ACTIVITY
Please state how many lines in the records below contain the word "beach"; the answer should be a number and nothing else.

Recorded data
*** Block opens ***
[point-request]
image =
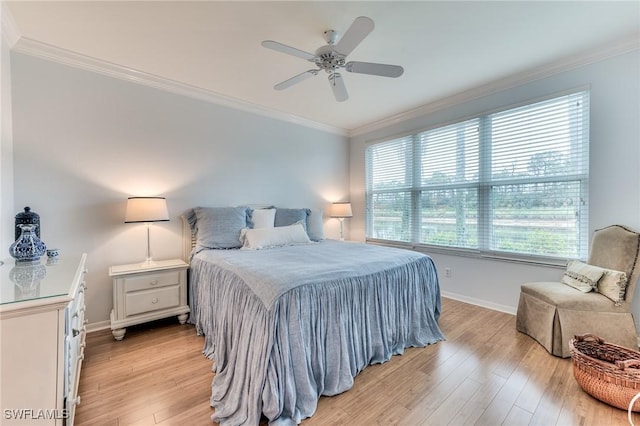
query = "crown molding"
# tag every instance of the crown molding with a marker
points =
(10, 31)
(595, 55)
(49, 52)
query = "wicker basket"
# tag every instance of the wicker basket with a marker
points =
(608, 372)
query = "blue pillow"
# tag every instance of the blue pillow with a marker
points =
(219, 227)
(286, 217)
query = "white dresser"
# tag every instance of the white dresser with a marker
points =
(42, 330)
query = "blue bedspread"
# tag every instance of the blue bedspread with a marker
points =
(286, 325)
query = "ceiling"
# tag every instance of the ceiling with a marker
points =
(445, 47)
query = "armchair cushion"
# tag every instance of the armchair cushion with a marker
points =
(613, 285)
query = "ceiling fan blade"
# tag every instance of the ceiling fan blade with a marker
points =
(383, 70)
(283, 48)
(295, 79)
(338, 87)
(360, 28)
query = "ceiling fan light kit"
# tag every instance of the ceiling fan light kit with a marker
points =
(332, 57)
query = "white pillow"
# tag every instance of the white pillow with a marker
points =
(272, 237)
(582, 276)
(263, 218)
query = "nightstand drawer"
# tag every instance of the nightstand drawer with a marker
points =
(152, 300)
(148, 281)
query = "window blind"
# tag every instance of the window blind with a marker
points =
(514, 181)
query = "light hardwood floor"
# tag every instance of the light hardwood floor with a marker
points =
(485, 373)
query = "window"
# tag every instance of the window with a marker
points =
(514, 181)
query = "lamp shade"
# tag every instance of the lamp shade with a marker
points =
(146, 209)
(341, 210)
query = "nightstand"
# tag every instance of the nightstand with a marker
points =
(148, 291)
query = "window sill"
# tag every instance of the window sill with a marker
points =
(476, 254)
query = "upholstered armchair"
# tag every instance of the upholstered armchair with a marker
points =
(553, 312)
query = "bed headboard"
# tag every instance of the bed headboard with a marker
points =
(188, 239)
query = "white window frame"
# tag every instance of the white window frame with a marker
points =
(483, 187)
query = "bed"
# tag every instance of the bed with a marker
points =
(286, 323)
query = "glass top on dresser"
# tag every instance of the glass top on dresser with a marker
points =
(47, 278)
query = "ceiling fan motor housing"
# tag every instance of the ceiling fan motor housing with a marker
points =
(328, 59)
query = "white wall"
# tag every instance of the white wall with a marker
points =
(84, 142)
(6, 152)
(614, 171)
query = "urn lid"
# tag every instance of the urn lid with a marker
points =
(27, 215)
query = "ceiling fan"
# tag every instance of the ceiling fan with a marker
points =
(332, 57)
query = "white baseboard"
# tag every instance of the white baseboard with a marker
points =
(480, 302)
(97, 326)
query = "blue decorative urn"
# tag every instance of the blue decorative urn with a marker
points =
(28, 247)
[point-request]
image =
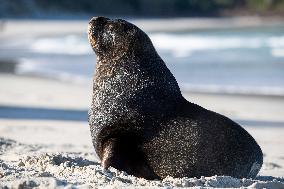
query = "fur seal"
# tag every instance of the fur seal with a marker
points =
(140, 123)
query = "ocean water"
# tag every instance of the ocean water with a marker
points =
(247, 60)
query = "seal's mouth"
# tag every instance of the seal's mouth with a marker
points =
(96, 25)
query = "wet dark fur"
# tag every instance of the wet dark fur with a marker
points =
(140, 122)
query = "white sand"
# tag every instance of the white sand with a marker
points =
(57, 154)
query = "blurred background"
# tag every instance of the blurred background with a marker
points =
(210, 46)
(227, 55)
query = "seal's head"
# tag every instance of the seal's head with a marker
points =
(115, 38)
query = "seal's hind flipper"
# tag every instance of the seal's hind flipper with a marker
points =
(125, 155)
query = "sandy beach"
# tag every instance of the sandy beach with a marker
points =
(49, 152)
(45, 140)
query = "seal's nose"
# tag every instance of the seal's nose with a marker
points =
(100, 20)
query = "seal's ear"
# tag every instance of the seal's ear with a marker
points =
(124, 154)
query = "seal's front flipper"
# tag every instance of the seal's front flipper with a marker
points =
(124, 154)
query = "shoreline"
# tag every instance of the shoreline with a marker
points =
(55, 152)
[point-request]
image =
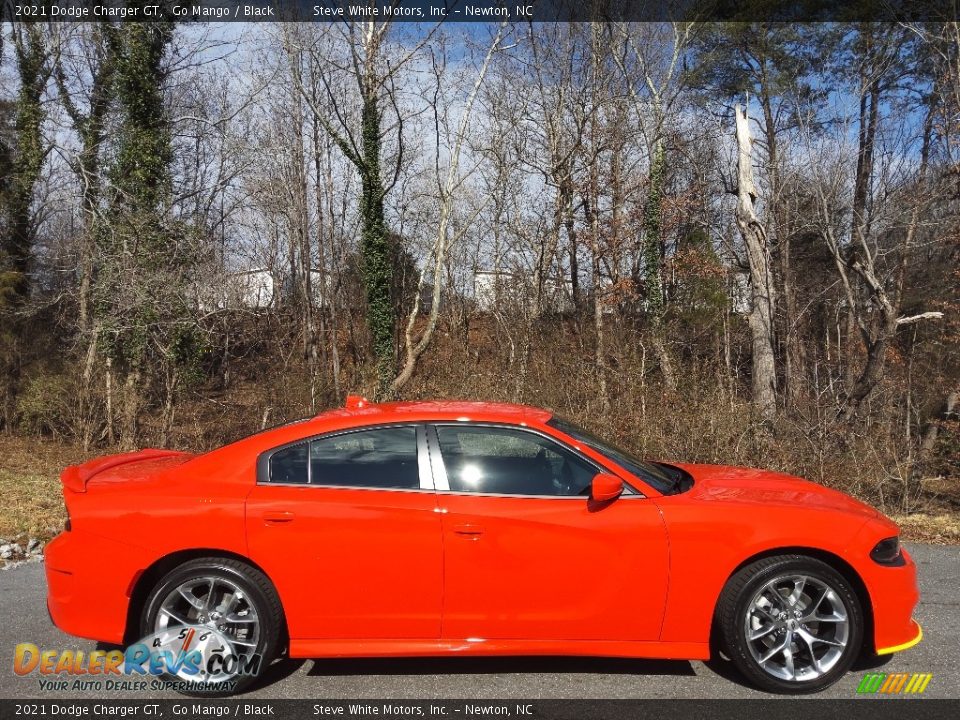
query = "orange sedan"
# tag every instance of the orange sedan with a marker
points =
(426, 528)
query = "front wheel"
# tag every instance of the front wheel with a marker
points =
(790, 624)
(218, 620)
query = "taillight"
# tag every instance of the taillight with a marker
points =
(887, 552)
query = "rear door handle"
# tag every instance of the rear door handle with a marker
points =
(468, 529)
(277, 517)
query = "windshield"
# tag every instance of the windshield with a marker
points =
(654, 474)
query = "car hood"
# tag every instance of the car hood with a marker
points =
(719, 483)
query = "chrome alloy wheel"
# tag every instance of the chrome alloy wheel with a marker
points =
(218, 604)
(796, 627)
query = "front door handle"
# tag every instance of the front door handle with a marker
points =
(278, 517)
(468, 529)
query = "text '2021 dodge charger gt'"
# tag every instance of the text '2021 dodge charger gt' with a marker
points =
(428, 528)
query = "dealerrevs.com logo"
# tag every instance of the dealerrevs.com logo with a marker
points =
(894, 683)
(185, 657)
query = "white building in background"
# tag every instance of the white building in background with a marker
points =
(254, 289)
(495, 288)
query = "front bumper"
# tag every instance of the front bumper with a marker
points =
(893, 595)
(89, 581)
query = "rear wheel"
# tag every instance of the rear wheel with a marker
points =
(790, 623)
(222, 610)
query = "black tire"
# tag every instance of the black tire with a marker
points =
(259, 592)
(732, 624)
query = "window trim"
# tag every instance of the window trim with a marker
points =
(425, 480)
(440, 471)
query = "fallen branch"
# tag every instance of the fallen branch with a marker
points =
(932, 315)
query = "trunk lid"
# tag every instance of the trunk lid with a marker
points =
(119, 468)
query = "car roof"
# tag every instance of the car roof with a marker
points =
(439, 410)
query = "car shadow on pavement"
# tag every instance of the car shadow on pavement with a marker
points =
(497, 666)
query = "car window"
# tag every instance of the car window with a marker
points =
(378, 458)
(289, 466)
(510, 462)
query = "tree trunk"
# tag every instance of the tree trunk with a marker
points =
(764, 377)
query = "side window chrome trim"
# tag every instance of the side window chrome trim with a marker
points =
(439, 470)
(426, 482)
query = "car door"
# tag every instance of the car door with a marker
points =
(347, 528)
(528, 556)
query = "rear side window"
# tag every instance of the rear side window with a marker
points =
(510, 462)
(377, 458)
(289, 466)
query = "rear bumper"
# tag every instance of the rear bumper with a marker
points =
(89, 581)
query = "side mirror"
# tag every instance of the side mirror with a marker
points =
(605, 487)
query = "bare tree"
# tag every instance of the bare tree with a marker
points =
(764, 375)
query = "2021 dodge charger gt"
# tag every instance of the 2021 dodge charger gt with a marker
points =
(429, 528)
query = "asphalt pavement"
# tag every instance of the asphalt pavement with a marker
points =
(23, 618)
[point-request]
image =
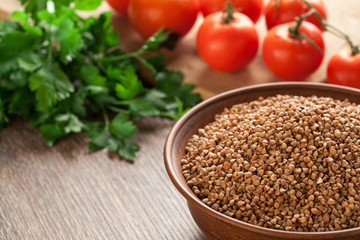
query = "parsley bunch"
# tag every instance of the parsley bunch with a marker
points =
(61, 72)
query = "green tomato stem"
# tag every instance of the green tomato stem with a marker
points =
(228, 14)
(332, 29)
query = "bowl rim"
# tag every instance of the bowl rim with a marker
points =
(192, 198)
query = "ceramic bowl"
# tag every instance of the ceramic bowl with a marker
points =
(216, 225)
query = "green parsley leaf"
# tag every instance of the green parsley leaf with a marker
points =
(87, 4)
(51, 132)
(98, 135)
(30, 62)
(129, 85)
(51, 85)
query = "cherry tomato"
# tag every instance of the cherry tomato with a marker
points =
(344, 69)
(227, 47)
(287, 10)
(251, 8)
(120, 6)
(147, 16)
(291, 58)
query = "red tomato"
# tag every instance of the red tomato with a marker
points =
(344, 69)
(290, 58)
(251, 8)
(287, 10)
(227, 47)
(147, 16)
(120, 6)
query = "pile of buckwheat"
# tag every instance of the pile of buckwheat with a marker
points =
(285, 162)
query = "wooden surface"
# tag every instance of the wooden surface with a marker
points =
(65, 192)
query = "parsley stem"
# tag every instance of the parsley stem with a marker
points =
(124, 56)
(106, 118)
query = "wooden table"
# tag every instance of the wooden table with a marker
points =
(65, 192)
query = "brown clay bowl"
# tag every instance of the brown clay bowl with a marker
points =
(216, 225)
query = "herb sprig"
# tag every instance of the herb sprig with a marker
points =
(60, 72)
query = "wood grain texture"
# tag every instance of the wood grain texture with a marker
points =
(65, 192)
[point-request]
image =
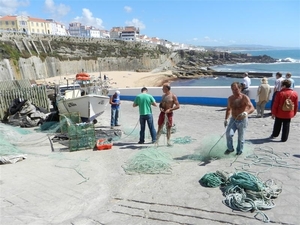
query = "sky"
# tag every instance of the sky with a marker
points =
(194, 22)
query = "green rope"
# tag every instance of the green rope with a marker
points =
(149, 161)
(211, 180)
(183, 140)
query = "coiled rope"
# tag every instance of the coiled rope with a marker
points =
(244, 191)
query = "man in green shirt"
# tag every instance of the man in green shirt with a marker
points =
(144, 102)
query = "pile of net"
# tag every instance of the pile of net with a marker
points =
(149, 161)
(244, 191)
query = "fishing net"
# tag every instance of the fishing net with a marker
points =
*** Block closes ***
RESULT OF THE EXERCISE
2